## What needs to be done
Collect every line of the listing that contains the string "target", and copy each one in full.
** start **
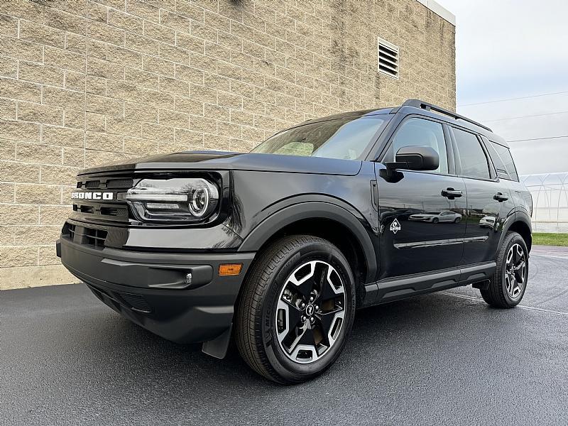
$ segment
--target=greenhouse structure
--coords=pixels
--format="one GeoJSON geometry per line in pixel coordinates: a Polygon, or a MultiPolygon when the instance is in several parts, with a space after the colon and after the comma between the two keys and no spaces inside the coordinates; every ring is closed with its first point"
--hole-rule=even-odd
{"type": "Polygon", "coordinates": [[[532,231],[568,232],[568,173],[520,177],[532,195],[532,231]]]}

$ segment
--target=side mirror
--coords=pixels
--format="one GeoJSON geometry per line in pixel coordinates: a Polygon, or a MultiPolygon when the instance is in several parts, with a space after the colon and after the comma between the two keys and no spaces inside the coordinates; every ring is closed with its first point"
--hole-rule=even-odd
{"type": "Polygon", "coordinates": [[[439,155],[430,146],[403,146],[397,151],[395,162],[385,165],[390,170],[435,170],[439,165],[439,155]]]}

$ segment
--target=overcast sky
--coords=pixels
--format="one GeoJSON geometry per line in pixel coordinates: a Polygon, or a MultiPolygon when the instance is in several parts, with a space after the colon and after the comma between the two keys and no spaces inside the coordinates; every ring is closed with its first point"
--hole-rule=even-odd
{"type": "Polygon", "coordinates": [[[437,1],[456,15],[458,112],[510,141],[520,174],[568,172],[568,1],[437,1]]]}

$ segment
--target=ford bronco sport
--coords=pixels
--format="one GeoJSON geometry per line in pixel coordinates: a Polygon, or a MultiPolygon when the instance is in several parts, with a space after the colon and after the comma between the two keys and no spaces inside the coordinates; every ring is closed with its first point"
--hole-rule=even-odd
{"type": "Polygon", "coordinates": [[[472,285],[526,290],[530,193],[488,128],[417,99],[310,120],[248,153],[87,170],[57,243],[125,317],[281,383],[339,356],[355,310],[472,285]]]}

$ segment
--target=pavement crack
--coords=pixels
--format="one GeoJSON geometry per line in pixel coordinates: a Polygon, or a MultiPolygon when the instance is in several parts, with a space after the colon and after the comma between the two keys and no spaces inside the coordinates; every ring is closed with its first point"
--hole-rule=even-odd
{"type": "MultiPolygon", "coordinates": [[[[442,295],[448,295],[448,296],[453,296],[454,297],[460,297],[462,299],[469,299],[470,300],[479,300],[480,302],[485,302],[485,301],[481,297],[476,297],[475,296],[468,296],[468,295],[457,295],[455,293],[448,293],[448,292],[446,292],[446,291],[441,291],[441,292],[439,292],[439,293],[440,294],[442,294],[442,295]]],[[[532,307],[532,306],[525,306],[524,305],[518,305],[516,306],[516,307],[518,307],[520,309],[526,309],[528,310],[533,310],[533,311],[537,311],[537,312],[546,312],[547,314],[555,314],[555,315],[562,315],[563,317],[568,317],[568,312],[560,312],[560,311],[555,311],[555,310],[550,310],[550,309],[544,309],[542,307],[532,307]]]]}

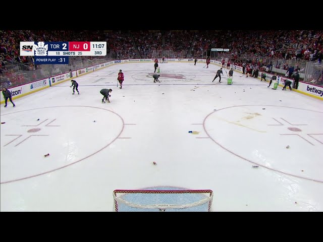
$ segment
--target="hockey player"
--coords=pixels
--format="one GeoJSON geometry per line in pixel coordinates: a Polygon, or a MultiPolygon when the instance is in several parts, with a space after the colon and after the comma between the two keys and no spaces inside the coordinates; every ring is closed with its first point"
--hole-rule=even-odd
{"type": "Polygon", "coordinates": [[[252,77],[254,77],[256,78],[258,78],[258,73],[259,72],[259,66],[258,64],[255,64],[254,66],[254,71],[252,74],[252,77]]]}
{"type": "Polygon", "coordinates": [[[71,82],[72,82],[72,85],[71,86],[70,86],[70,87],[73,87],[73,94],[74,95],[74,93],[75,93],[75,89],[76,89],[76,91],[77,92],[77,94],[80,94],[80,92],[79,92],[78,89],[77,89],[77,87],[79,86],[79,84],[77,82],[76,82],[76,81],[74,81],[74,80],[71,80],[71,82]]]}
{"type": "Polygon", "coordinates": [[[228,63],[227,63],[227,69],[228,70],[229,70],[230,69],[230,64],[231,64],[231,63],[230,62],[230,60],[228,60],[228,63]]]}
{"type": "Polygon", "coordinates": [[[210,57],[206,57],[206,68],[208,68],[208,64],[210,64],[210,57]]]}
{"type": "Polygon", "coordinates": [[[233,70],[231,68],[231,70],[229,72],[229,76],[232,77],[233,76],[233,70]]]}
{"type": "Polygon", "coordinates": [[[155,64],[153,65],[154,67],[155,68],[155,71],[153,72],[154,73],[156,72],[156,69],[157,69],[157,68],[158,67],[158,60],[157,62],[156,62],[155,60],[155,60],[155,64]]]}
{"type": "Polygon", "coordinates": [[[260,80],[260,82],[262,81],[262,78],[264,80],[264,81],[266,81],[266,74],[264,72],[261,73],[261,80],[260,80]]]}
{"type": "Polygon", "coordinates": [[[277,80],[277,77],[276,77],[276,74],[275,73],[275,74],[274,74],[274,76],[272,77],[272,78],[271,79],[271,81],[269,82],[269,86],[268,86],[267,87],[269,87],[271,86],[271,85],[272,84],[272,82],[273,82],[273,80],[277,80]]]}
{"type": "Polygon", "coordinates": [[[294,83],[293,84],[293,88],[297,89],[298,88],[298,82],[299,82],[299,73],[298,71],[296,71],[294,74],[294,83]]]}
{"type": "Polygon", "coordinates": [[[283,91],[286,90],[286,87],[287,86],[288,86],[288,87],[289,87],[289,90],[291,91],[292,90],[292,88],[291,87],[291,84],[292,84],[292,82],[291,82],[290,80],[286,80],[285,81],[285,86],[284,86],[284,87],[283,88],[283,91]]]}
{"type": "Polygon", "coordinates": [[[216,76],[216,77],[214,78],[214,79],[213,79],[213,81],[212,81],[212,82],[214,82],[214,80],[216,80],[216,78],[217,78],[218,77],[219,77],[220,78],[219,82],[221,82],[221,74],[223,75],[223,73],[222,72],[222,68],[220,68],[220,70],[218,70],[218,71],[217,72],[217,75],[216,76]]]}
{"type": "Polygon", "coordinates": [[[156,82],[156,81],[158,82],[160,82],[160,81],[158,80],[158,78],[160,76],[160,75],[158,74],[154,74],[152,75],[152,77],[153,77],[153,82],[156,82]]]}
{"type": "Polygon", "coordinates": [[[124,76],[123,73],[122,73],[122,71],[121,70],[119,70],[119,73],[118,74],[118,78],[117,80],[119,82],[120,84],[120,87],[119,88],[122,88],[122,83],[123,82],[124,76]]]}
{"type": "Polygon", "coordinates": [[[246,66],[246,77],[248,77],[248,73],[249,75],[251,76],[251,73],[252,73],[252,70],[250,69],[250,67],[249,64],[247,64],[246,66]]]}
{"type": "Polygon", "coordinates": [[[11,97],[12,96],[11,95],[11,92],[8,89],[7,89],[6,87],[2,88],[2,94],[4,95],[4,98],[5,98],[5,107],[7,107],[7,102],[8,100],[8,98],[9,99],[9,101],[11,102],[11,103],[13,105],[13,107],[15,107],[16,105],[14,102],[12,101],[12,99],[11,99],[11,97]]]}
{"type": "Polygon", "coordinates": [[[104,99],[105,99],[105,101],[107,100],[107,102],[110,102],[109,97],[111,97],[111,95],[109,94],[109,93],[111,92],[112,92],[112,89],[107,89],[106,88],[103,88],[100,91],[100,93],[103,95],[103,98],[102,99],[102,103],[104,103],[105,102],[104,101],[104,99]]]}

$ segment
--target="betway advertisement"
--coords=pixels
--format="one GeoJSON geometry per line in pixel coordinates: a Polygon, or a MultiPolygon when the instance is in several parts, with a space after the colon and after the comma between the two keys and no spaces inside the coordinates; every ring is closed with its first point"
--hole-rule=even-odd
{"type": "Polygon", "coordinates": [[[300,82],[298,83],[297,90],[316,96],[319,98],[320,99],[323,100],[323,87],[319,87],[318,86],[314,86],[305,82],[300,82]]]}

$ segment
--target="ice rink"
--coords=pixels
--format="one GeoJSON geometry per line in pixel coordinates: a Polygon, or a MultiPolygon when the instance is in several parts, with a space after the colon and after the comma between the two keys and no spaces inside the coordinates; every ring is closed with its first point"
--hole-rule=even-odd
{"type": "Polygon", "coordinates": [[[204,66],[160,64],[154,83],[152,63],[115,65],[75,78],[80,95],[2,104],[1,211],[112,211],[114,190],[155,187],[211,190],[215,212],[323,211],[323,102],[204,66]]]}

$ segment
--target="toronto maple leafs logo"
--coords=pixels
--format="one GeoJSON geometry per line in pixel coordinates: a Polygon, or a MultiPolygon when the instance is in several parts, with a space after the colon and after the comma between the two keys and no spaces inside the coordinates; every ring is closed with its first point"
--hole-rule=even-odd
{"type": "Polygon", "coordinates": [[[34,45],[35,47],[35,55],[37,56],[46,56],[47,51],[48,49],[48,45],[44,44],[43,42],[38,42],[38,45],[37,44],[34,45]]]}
** end **
## Answer
--target=greenhouse structure
--target=side mirror
--target=overcast sky
--target=ford bronco sport
--target=pavement crack
--target="hockey player"
--target="betway advertisement"
--target="ice rink"
--target="toronto maple leafs logo"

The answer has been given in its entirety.